▶ _EXERCISE_:
Rewrite all the rows below as a CSV with two columns named input and output. Give one line for each row, with its text in the first field and its answer in the second, wrap each field in quotes, and replace line breaks with spaces.

** Begin DATASET EXCERPTS **

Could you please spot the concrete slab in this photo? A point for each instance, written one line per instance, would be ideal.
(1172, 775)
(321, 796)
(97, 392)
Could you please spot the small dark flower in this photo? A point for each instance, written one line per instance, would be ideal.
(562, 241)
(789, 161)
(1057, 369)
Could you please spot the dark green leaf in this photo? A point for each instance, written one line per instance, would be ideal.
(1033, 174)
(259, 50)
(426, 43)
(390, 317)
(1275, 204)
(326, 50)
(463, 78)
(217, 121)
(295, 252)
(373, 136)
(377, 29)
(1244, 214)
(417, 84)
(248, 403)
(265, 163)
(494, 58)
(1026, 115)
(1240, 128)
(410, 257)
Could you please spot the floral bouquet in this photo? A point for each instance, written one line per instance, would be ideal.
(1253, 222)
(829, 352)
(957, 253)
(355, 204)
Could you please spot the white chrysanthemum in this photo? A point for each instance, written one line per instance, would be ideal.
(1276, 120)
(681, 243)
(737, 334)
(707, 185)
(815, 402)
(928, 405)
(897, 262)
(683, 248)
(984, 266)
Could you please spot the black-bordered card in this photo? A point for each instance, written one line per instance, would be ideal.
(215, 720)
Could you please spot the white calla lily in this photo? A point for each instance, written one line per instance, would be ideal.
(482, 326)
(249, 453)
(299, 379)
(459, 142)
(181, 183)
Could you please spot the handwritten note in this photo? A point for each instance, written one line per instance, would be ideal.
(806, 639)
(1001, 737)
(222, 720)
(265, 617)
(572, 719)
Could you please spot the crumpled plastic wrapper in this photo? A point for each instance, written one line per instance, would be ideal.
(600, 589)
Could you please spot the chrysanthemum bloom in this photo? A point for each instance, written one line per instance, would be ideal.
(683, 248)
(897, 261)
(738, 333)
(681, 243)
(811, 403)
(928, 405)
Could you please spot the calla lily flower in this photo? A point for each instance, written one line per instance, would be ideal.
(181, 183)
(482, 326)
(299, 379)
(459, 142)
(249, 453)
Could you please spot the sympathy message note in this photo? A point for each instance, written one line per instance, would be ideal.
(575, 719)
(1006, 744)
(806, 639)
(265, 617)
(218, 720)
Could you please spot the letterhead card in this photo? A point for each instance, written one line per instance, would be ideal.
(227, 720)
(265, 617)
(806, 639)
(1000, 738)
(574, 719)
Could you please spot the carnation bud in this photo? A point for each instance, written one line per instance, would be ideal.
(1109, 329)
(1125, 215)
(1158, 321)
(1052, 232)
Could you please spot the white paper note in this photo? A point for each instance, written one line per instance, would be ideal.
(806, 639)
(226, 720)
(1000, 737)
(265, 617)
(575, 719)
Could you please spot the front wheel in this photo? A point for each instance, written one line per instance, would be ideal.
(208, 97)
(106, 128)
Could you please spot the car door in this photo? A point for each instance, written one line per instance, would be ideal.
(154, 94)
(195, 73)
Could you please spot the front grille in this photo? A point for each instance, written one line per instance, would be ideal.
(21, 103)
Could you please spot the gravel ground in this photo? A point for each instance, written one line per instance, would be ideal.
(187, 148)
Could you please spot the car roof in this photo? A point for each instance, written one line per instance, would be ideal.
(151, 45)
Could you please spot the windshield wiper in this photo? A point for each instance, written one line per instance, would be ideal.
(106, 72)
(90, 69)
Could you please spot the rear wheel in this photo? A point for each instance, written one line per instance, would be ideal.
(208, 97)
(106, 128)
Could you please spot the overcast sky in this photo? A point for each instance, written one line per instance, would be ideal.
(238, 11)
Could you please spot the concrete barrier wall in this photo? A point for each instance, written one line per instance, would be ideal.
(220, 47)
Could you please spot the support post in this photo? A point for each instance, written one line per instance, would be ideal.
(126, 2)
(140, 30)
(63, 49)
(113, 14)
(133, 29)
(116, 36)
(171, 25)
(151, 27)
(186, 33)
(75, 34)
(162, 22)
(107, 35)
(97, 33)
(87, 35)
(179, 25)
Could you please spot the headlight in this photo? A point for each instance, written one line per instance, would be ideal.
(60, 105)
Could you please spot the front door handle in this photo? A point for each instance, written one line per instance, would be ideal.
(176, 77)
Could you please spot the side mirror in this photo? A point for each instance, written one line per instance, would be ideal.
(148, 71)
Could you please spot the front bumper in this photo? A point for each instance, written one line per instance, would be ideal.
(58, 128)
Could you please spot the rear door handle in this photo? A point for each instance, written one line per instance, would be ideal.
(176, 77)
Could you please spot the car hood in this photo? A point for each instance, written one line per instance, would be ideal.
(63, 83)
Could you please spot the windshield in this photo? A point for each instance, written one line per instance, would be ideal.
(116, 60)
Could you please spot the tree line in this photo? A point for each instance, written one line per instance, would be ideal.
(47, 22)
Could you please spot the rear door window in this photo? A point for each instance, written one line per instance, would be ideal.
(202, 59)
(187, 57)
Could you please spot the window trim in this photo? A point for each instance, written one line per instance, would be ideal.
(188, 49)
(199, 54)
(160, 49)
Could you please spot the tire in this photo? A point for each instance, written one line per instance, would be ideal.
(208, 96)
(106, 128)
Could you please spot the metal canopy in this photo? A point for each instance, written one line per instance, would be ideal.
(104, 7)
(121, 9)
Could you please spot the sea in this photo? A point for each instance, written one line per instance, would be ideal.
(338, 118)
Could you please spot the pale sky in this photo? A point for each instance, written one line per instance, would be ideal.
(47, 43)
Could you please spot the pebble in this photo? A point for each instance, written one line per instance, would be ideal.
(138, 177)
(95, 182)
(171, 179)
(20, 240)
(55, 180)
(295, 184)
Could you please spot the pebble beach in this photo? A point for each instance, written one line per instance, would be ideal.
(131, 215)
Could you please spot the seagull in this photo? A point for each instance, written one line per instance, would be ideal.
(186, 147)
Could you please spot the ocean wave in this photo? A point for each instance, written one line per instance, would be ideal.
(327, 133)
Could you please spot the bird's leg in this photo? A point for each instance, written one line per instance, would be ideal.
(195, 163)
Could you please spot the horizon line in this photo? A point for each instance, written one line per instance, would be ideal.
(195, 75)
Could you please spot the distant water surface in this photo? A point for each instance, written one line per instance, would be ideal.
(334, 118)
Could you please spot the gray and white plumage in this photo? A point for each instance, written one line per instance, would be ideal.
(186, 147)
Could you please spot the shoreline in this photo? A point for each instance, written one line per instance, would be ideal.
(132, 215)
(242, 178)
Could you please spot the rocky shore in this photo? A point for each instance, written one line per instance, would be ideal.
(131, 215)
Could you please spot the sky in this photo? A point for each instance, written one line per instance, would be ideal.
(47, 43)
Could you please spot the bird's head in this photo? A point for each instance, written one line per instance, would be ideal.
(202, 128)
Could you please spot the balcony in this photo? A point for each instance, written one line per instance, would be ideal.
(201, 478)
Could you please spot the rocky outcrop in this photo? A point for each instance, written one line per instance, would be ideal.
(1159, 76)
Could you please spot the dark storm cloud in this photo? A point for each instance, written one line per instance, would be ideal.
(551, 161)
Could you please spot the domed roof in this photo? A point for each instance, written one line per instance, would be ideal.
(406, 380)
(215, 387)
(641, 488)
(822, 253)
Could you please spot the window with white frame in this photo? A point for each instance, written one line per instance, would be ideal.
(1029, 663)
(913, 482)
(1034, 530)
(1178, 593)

** End DATASET EXCERPTS **

▶ _SOLUTION TO THIS EXERCISE_:
input,output
"Could you please spot the concrete slab in this photo? A point for each instance, written one line per instance, would be ideal.","(1172, 775) (321, 796) (97, 392)"
"Could you please spot the small dark flower in this photo? A point for each instance, written one line per instance, would be ideal.","(562, 241) (789, 161) (1057, 369)"
"Could you please spot the dark green leaf in this photo? A point for each instance, written one line per instance, would be ideal.","(1033, 174) (259, 50) (426, 43) (390, 317) (1275, 204) (326, 50) (463, 78) (217, 121) (295, 252) (373, 136) (377, 29) (1244, 214) (417, 84) (248, 403) (265, 163) (494, 58) (1026, 115) (1240, 128) (410, 257)"
"Could you please spot the floral bouquet in this photo? A point for each instance, written one line per instance, would be ideal.","(1253, 222) (829, 352) (957, 253) (355, 204)"
"Could you please spot the white chrysanthemum in this photo? A point for each instance, written one line per instance, would be ideal.","(1276, 120) (681, 243) (737, 334) (707, 185) (815, 402) (928, 405) (897, 262) (683, 248) (984, 266)"
"Could you please spot the black-bordered card in this photo? A point for each instance, written one line per instance, would be ideal.","(215, 720)"
"Could you please spot the white calla lily in this photo? A point for each instance, written one line per instance, would be ideal.","(482, 326) (249, 453) (299, 379) (459, 142) (181, 183)"
"Could you please spot the handwritten note in this photo? A point for each instance, written one line per instance, would be ideal.","(806, 639) (1001, 737) (222, 720) (265, 617) (572, 719)"
"Could you please spot the crumpled plastic wrapper in this photo? A point for each instance, written one line per instance, would be ideal.","(600, 589)"
"Could you please spot the chrysanthemum bloom in this photo? A point for each instance, written one line per instance, would be ideal.","(683, 248) (897, 261) (738, 333) (681, 243) (811, 403) (928, 405)"
"Could you please spot the calla lily flower in this photo? A point for each instance, written one line per instance, would be ideal.","(181, 183) (482, 326) (299, 379) (459, 142) (249, 453)"
"Could you please spot the sympathy message note in this photo? A point for each instance, written one line per instance, would be ideal.","(575, 719) (1006, 744) (806, 639) (265, 617) (218, 720)"
"Could you please spot the letterhead card in this photo? A point for each instance, written one line per instance, would be ideal.","(227, 720) (265, 617) (806, 639) (1000, 738) (574, 719)"
"Could you please spot the carnation bud in this photo? A point for each instance, written one line per instance, would be ideal.","(1109, 329) (1125, 215) (1158, 321) (1052, 232)"
"Could you please spot the white paper note in this photo? A point for each instance, written one line per instance, would be ideal.","(806, 639) (226, 720) (1000, 737) (265, 617) (575, 719)"
"Could you please spot the front wheel in this photo? A point for each instance, written one line per instance, would be ideal.","(208, 97) (106, 128)"
"Could you please spot the car door in this photo? A point for each instance, written one line per instance, would be ideal.","(154, 94) (195, 73)"
"Could you please spot the front grille in this photo? A point for each instance, written one line per instance, would be ideal.","(21, 103)"
"Could you please spot the gravel ground in this photo? A point for each instance, written one line per instance, would be ideal.","(187, 148)"
"Could you please spot the car roof in this photo? A point for each instance, written one line per instance, would be ideal.","(151, 45)"
"Could you please spot the windshield wiper in this photo? A point for each instance, written one line per instance, would be ideal.","(106, 72) (90, 69)"
"Could you please spot the rear wheel in this photo? A point for each instance, written one line per instance, would be ideal.","(208, 97) (106, 128)"
"Could you please spot the overcast sky in this photo? A point for each instance, written one line per instance, would be ideal.","(238, 11)"
"Could you please spot the concrete barrier wall in this photo? A point for each instance, written one line per instance, would be ideal.","(220, 47)"
"Could you please spot the support post in this photo? A point for each instance, written one line per instance, would be ideal.","(126, 2) (140, 30) (63, 49) (113, 14) (133, 29) (116, 36) (171, 25) (151, 27) (186, 33) (75, 34) (162, 22) (107, 35) (97, 33) (87, 35) (179, 25)"
"Could you please spot the headlight in this photo? A point for each instance, written one line per instance, would be ideal.","(60, 105)"
"Could you please spot the front door handle in this photo? A point for each instance, written one line per instance, would be ideal.","(176, 77)"
"Could you please spot the side mirror in this photo? A point for each instance, written one line per instance, would be ideal.","(148, 71)"
"Could you please spot the front bumper in this photo? A point for each instance, written one line per instance, would be ideal.","(58, 128)"
"Could you please spot the rear door handle in this photo? A point for each instance, written one line per instance, would be ideal.","(176, 77)"
"Could you please spot the car hood in this photo? A point for each instance, written one line per instance, would be ideal.","(63, 83)"
"Could you please spot the windshield in this photo? A point for each instance, written one line per instance, would be ideal.","(116, 60)"
"Could you please spot the tree line in this photo? A point for each instance, written one line per instance, would be ideal.","(47, 22)"
"Could you please spot the rear door window in this photo? A point for each instance, written one line per instance, would be ideal.","(202, 59) (187, 57)"
"Could you please spot the window trim in this photo? A point for each instance, written one line per instance, would be ideal.","(188, 49) (199, 54) (160, 49)"
"Could you please spot the tire in this photo? A point for each instance, written one line per instance, would be ideal.","(208, 96) (106, 128)"
"Could you please spot the metal canopy in this photo? A point for each instance, written one line per instance, would be ideal.","(104, 7) (121, 9)"
"Could you please spot the sea in this photo? A point for each instance, written one line per instance, would be ideal.","(338, 118)"
"Could you please spot the pale sky in this photo? A point for each instance, written one line per instance, would be ideal.","(47, 43)"
"Could you please spot the pebble in this photo? A point for each instance, written one line per instance, would be ideal.","(138, 177) (95, 182) (171, 179) (20, 240) (55, 180) (295, 184)"
"Could you please spot the pebble beach in this photo? A point for each instance, written one line per instance, would be ideal.","(131, 215)"
"Could you please spot the seagull in this photo? A point for each instance, written one line per instance, would be ideal.","(186, 147)"
"Could you please spot the ocean wave in this photo? A point for each instance, written one line per instance, would be ideal.","(327, 133)"
"Could you please spot the bird's leg in this photo? A point for each instance, written one line per instance, would be ideal.","(195, 163)"
"Could you please spot the horizon line in this photo? A point for each instance, written one line per instance, would be ideal.","(195, 75)"
"Could you please spot the distant water surface in this photo? A point for each instance, written one line per instance, would be ideal.","(334, 118)"
"Could you please spot the gray and white plumage in this photo? A point for each instance, written one line per instance, would be ideal.","(186, 147)"
"Could you please spot the shoreline in this photo? A point for each instance, written one line per instance, would be ideal.","(132, 215) (242, 178)"
"Could you please spot the rocky shore in this photo? A point for each instance, written one line per instance, would be ideal.","(131, 215)"
"Could you please spot the sky in this photo? A point for each instance, written one line per instance, would be ideal.","(47, 43)"
"Could you please spot the bird's head in this photo? A point for each instance, written one line per instance, would be ideal.","(202, 128)"
"Could you please spot the balcony in this photo? A point for each instance, written one line per instance, would be ideal.","(201, 478)"
"Could you please spot the rocky outcrop in this photo? A point for each instance, written one line per instance, would be ideal.","(1159, 76)"
"Could you please spot the dark storm cloud in this photo? A point for each instance, written one line per instance, would be ideal.","(551, 161)"
"Could you please spot the domed roof in this photo? A point for each instance, written one line per instance, would be ideal.","(406, 380) (215, 387) (641, 488) (822, 253)"
"Could you please spot the window with white frame in this photo? A point for each instance, written one line per instance, would be ideal.","(1029, 663) (913, 482) (1034, 530) (1178, 593)"